First comes the more classical scientific approaches, like field and experimental work. For the life sciences, this might be crossing different mutant crops, studying a patient’s tumor, recording neural activity in a mouse brain, or discovering archaic human remains.

That last example is pertinent for Siepel, who has refined his computer expertise to answer questions about human evolution.

photo of Denisova Cave, excavation in the East Gallery
Archeologists discover Neanderthal remains in the Denisova Cave. Siepel used the findings to write a computer program estimating when humans may have interbred with Neanderthals.

Those questions began shortly after archaeologists and geneticists determined in 2010 that remains discovered in the Denisova cave in Siberia consisted of both Neanderthals and Denisovans, the extinct cousins of modern humans. Scientists gathered whole DNA samples from ancient slivers of bone to determine their age and to which species they belonged. Once those types of conclusions are reached, the question remains: what comes next? Enter the quantitative biologist.

As Siepel sees it, his job is to take many individual answers and bring them together to form an important new observation.
----
◆ Exercise requirements
A. Rewrite the passage on Siepel starting at "Those questions began" and ending at "the quantitative biologist.", replacing "Siberia" with "Russia".
B. In the passage on Siepel, in what year did archaeologists and geneticists determine that the Denisova cave remains included both Neanderthals and Denisovans?
C. Take the passage on Siepel further, continuing from its final sentence.
The material that comes after this passage on Siepel has nothing to do with it.
----
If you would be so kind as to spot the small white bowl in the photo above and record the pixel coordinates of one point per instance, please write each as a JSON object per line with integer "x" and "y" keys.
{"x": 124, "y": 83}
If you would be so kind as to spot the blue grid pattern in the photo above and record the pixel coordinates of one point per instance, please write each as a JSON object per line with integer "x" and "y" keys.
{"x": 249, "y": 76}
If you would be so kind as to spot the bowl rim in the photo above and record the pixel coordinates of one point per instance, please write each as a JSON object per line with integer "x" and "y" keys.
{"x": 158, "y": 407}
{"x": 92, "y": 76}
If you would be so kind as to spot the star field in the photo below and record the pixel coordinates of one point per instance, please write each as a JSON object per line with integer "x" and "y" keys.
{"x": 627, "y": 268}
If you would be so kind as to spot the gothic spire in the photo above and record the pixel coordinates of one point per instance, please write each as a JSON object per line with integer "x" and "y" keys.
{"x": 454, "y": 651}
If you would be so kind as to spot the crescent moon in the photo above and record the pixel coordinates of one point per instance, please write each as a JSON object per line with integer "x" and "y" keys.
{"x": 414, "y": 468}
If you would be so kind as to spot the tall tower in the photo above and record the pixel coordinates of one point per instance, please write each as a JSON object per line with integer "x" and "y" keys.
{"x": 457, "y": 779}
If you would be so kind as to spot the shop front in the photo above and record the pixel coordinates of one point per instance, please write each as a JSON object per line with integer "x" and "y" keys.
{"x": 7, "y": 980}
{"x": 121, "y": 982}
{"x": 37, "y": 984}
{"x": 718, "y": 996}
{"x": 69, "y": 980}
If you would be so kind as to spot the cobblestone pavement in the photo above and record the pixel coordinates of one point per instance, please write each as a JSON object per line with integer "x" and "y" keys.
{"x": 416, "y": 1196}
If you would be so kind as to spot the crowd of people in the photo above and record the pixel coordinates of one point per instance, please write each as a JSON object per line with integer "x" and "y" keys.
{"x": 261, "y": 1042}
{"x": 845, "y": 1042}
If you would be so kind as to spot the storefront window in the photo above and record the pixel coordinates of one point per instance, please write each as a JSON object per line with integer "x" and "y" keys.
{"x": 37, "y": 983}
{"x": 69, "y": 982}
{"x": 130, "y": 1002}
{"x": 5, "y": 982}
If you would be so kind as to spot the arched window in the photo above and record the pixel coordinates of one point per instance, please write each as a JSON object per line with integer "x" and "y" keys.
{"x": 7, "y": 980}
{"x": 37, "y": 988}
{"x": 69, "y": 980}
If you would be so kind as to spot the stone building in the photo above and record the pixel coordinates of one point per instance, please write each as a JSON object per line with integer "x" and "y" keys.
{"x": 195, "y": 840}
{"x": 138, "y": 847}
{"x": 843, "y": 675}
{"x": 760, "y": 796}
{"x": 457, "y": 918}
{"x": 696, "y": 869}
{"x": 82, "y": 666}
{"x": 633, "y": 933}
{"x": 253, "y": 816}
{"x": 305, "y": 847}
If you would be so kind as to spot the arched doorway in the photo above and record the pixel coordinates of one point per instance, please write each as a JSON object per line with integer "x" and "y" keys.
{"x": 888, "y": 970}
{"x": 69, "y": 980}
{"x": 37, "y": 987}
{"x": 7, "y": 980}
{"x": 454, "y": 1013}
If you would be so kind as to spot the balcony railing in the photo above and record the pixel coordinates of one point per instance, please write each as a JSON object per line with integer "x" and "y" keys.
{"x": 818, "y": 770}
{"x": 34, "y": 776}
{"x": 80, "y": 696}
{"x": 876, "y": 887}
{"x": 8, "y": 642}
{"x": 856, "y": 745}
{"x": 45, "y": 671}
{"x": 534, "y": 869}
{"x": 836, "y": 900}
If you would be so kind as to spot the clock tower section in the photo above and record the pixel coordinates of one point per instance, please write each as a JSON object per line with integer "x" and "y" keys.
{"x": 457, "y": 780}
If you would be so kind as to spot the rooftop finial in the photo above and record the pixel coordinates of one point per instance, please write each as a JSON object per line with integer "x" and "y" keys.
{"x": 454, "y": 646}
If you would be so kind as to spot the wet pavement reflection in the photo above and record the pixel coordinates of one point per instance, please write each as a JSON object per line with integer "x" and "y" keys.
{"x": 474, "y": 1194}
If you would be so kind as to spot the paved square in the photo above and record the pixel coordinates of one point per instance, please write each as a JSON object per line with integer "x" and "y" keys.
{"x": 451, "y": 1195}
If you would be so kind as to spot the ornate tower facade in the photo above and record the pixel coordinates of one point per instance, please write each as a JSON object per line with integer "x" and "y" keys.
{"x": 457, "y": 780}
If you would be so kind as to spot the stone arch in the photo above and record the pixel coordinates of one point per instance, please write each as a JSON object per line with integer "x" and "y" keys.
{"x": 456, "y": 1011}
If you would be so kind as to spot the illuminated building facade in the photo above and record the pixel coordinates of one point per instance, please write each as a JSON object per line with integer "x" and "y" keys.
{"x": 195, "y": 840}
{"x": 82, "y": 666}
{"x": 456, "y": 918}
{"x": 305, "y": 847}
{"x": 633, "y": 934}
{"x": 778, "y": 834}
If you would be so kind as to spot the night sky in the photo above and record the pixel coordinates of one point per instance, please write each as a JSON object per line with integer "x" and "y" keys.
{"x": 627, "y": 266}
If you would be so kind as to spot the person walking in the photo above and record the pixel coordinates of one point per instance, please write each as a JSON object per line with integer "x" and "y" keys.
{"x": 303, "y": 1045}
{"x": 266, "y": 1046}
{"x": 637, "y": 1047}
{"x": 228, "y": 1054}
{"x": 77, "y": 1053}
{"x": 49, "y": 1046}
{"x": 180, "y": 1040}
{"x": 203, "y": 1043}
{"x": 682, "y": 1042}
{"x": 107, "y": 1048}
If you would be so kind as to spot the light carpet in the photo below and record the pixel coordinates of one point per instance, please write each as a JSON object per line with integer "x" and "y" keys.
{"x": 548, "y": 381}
----
◆ Task-by-task results
A.
Those questions began shortly after archaeologists and geneticists determined in 2010 that remains discovered in the Denisova cave in Russia consisted of both Neanderthals and Denisovans, the extinct cousins of modern humans. Scientists gathered whole DNA samples from ancient slivers of bone to determine their age and to which species they belonged. Once those types of conclusions are reached, the question remains: what comes next? Enter the quantitative biologist.

B. 2010

C.
“I’m fascinated by the idea of using powerful mathematical and computation tools to decode the hidden level of meaning in genome sequences,” he said. “The major challenges of biology now are less about measuring things and more about understanding the unifying principles that govern these complex systems.”

In the case of the Neanderthals, Siepel wrote a program to search for certain patterns—such as changes in the individual ancient genomes—that align with the core rules of how evolution alters a genome. In this way, he was able to build a timeline estimating when human populations may have come into contact and interbred with Neanderthal populations. The work, published in 2016, revealed that Neanderthals and humans were swapping genes tens of thousands of years earlier than previously thought.

Why is that important to know? How can a non-scientist benefit from building computer programs that look into our evolutionary past? Siepel gets those questions a lot.

“A big part of our motivation is just understanding where we come from. How did all of what we see in the world come to be? But then, from a more utilitarian perspective, the evolutionary questions are relevant to disease.”

Biologists were able to determine that 1 to 3 percent of the DNA in people with European and East Asian ancestry is of Neanderthal origin, not modern humans. Those Neanderthal portions of the genomes are “enriched for deleterious variants,” meaning that they are more likely to have a negative impact on a person than the rest of their genome. Information like that can lead to the development of disease treatments and prevention.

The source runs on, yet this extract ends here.